[[ DATA LISTING open ]]

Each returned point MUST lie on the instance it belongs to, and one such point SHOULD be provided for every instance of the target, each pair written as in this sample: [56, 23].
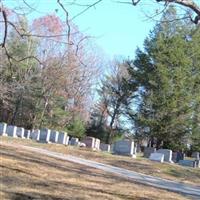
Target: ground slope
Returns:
[29, 175]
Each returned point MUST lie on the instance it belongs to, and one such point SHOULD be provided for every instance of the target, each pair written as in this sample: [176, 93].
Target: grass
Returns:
[27, 176]
[141, 165]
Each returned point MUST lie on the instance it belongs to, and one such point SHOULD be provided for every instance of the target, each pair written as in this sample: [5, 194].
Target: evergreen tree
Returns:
[165, 74]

[[ DATA LISTING closed ]]

■ **TRY IT**
Print the material above exactly as it appears, but not its pictures.

■ **WRITTEN ANSWER**
Each returned point MUST lie on the instance it belongs to, and one such point SHOULD be provided for every instance of the target, each pair written as in this sample: [56, 23].
Target: ground slope
Returns:
[29, 175]
Each returned point MUST lie on the instance it belongs to, and one such point SHOULD be provided for every instance of the target, each pair written as in this sample: [176, 93].
Target: grass
Returns:
[27, 176]
[141, 165]
Each returned point MUST lie on the instance it belongs to, and one such point SHOULD be provided for every instance of the target, each pair written as in this sample: [5, 194].
Target: evergreen tree
Returns:
[165, 74]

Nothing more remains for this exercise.